**Consigne donnée A:** Recopiez à l'identique, dans la liste ci-dessous, le segment qui va de la ligne contenant « Planogram-check task. Target: sky » jusqu'à la ligne contenant « point(635, 81) », ces deux lignes comprises.
===== Passage retenu =====
A. Examen antérieur du cas par le comité

A. Examen antérieur du cas par le comité
  1. 488. La présente affaire porte essentiellement sur la mort, l'incarcération, la mise à pied ou le licenciement allégués de nombreux dirigeants et militants syndicaux ainsi que sur la suspension, le retrait ou le refus de la personnalité juridique à plusieurs organisations syndicales. Selon les plaignants, ces faits s'étaient produits en particulier - mais non pas exclusivement - à la suite d'une grève générale de 24 heures organisée le 14 septembre 1977 par les centrales syndicales du pays.
  2. 489. Ainsi, les plaignants déclaraient qu'on avait pu observer au cours des mois précédents une série d'atteintes aux droits syndicaux des travailleurs et de leurs organisations. Il s'agissait, selon eux, d'une réponse aux réclamations et aux actions légitimes des travailleurs face à une inflation débridée qui leur ôtait les moyens de subsistance alors que le niveau des salaires en Colombie était un des plus bas d'Amérique. La situation en était arrivée à un point tel, ajoutaient les plaignants, que toutes les organisations syndicales du pays avaient pour la première fois constitué un front commun d'unité d'action. Toutefois, le gouvernement avait adopté un décret présidentiel no 2004 prévoyant des peines de prison, d'amende et autres contre les dirigeants et les militants syndicaux qui avaient à organiser des grèves et d'autres manifestations légitimes.
===== Liste fournie =====
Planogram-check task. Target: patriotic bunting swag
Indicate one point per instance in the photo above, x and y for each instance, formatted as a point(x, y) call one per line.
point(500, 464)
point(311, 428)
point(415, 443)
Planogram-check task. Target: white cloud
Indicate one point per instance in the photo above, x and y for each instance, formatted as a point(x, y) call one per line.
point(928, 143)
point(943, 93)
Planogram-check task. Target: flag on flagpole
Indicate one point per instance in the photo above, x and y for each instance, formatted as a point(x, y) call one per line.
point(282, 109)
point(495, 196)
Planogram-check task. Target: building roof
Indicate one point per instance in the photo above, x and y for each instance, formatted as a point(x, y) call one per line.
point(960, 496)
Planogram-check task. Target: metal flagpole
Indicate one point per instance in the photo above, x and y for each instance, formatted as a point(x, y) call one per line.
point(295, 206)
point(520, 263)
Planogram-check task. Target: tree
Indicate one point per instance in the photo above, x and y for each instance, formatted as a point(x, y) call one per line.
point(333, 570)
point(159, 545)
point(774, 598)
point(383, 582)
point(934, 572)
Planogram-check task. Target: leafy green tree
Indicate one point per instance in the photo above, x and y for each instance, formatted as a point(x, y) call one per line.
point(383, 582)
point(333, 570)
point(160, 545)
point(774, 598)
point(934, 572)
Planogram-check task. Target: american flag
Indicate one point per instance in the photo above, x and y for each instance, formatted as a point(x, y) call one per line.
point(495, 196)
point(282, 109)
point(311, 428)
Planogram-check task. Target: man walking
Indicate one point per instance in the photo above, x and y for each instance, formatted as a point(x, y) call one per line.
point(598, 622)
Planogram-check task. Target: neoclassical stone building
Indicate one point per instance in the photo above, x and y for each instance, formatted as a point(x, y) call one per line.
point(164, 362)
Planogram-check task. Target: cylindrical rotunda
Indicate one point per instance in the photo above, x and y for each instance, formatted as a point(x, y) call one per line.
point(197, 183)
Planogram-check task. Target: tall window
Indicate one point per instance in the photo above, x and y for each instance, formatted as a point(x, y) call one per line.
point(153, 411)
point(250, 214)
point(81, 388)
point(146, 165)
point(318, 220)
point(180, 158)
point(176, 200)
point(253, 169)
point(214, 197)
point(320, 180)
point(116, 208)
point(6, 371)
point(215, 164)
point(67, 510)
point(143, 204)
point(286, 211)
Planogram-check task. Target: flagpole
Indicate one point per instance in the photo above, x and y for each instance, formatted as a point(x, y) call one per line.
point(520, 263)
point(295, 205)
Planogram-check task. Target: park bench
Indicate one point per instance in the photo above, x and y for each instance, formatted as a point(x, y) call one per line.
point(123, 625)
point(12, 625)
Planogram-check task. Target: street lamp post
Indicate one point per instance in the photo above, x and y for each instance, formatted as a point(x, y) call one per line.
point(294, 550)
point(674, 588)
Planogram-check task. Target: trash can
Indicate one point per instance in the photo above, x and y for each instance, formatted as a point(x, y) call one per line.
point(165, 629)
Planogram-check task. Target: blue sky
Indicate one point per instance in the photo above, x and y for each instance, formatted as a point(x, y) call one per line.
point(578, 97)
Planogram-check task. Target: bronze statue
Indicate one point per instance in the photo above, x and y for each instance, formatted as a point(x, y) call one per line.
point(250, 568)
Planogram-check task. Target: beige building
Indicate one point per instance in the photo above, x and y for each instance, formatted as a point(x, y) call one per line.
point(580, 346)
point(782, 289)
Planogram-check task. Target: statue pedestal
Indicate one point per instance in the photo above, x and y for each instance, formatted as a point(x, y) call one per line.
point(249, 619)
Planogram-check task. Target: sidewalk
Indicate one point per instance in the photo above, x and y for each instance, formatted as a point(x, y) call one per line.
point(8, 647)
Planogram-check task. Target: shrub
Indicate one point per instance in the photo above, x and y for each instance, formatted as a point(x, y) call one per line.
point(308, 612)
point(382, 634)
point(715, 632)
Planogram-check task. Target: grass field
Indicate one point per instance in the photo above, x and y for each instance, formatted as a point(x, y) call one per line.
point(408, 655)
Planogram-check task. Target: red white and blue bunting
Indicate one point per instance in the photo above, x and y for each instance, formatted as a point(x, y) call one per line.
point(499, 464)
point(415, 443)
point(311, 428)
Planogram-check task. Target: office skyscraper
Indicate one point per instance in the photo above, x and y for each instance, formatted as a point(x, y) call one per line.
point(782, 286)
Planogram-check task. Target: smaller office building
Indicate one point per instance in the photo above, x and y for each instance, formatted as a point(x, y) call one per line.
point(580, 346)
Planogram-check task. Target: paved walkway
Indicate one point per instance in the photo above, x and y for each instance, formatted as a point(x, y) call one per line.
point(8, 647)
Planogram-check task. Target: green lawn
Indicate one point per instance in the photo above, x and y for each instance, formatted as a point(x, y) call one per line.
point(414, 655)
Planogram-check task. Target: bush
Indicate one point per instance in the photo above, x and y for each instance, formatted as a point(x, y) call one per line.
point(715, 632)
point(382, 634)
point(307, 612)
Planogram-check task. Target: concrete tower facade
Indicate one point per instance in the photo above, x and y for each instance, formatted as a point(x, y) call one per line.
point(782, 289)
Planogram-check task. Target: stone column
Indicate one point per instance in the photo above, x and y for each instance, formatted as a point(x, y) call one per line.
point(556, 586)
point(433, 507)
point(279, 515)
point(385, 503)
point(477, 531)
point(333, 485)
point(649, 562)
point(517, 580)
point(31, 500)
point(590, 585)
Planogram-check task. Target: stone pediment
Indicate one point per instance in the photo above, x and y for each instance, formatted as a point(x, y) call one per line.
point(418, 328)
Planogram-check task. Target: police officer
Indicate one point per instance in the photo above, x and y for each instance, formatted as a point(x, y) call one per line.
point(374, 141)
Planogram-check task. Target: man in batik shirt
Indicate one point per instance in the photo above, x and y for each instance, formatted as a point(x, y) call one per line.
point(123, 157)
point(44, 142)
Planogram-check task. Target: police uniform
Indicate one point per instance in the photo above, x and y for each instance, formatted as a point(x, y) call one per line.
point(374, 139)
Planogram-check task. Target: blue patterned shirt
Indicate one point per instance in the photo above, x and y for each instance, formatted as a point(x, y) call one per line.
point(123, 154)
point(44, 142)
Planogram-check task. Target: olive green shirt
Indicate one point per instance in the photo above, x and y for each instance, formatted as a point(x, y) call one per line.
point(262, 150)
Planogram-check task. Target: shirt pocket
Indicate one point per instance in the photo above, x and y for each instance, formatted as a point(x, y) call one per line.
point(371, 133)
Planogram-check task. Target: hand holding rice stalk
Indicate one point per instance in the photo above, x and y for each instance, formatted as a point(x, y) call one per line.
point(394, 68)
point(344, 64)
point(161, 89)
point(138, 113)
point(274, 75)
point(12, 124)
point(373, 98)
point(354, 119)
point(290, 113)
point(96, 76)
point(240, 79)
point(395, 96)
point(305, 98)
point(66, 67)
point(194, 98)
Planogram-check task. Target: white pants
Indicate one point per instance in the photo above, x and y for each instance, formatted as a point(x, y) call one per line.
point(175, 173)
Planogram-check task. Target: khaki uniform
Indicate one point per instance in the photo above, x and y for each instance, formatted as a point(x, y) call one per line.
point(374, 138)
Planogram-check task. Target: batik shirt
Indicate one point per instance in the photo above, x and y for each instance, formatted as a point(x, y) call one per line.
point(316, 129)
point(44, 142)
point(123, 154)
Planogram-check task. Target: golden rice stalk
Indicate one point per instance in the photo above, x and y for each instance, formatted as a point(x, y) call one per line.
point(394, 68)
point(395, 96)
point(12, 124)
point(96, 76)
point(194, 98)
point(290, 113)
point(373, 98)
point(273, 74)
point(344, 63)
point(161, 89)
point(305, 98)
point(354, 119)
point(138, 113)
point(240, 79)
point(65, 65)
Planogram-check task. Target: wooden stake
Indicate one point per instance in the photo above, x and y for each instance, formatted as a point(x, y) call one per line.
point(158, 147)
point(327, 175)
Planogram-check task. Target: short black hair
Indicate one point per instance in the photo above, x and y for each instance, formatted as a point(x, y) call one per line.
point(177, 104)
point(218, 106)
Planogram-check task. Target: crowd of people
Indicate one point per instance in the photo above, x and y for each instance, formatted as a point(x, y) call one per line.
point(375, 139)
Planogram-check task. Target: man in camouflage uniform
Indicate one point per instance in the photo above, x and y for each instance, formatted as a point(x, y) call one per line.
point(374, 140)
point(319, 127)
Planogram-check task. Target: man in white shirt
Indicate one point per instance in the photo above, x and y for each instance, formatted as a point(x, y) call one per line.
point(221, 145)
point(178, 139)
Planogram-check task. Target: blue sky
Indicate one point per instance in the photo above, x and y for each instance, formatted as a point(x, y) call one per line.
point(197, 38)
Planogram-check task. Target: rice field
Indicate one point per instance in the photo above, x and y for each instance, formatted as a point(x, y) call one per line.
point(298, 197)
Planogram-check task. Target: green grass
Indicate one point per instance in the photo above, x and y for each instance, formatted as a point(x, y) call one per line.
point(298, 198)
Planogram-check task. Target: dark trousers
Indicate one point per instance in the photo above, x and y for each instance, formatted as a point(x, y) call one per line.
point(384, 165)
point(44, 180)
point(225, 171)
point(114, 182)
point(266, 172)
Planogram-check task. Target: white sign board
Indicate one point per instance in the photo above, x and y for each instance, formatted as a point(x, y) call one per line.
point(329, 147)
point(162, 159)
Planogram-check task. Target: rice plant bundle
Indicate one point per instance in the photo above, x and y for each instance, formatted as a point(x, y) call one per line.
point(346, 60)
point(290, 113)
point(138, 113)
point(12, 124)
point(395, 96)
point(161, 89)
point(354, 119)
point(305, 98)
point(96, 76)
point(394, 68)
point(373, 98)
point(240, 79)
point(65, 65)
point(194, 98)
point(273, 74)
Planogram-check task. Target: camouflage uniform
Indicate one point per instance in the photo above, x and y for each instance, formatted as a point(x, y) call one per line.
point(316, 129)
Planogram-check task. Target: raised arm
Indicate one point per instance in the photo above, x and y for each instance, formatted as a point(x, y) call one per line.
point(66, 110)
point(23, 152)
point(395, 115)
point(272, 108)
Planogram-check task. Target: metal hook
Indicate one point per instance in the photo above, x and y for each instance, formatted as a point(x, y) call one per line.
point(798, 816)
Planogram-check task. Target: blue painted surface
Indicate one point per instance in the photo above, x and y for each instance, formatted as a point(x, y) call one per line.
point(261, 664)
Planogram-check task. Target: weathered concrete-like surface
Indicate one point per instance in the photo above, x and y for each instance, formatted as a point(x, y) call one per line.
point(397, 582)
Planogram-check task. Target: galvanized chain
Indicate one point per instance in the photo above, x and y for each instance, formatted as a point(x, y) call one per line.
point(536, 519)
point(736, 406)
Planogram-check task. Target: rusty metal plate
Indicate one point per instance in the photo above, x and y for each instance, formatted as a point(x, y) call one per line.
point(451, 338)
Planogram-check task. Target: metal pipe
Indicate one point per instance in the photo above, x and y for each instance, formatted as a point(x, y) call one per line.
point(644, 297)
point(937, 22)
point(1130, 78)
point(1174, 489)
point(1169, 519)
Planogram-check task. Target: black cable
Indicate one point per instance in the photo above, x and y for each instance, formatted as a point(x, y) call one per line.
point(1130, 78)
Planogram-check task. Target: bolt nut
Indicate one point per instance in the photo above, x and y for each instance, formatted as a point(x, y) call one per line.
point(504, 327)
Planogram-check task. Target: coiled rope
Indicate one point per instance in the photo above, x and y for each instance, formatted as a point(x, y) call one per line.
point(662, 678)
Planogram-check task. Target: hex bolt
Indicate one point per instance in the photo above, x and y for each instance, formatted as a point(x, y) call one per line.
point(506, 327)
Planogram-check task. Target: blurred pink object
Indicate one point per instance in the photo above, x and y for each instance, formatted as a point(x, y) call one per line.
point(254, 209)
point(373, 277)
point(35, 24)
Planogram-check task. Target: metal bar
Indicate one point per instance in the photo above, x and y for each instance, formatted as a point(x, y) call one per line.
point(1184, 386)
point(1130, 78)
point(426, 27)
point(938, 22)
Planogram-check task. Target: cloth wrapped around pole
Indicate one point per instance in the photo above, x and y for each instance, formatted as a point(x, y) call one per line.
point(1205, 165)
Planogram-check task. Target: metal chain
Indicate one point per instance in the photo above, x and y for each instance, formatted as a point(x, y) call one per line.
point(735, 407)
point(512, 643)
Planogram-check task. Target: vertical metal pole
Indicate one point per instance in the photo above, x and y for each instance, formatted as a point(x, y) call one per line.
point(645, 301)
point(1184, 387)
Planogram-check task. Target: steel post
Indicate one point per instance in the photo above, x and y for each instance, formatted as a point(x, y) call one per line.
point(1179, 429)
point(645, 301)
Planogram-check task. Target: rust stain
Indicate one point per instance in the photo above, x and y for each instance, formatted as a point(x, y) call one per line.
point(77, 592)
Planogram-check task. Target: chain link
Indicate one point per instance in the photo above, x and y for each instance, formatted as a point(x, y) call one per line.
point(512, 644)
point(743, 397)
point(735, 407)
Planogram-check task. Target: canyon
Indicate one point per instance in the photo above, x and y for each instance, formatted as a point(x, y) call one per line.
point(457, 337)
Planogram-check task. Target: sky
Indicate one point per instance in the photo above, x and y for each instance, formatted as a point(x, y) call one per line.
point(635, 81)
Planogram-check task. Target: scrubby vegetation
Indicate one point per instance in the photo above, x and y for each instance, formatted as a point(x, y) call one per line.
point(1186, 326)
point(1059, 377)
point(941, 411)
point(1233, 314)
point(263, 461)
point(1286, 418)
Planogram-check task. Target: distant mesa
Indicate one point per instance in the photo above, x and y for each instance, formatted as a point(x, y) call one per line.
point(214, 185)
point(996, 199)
=====
**Consigne donnée B:** Reprenez mot pour mot le segment du passage retenu qui va de « 2. 489. Ainsi, les » jusqu'à « d'autres manifestations légitimes. ».

**Réponse complète A:**
Planogram-check task. Target: sky
Indicate one point per instance in the photo above, x and y for each instance, formatted as a point(x, y) call one per line.
point(635, 81)

**Réponse complète B:**
2. 489. Ainsi, les plaignants déclaraient qu'on avait pu observer au cours des mois précédents une série d'atteintes aux droits syndicaux des travailleurs et de leurs organisations. Il s'agissait, selon eux, d'une réponse aux réclamations et aux actions légitimes des travailleurs face à une inflation débridée qui leur ôtait les moyens de subsistance alors que le niveau des salaires en Colombie était un des plus bas d'Amérique. La situation en était arrivée à un point tel, ajoutaient les plaignants, que toutes les organisations syndicales du pays avaient pour la première fois constitué un front commun d'unité d'action. Toutefois, le gouvernement avait adopté un décret présidentiel no 2004 prévoyant des peines de prison, d'amende et autres contre les dirigeants et les militants syndicaux qui avaient à organiser des grèves et d'autres manifestations légitimes.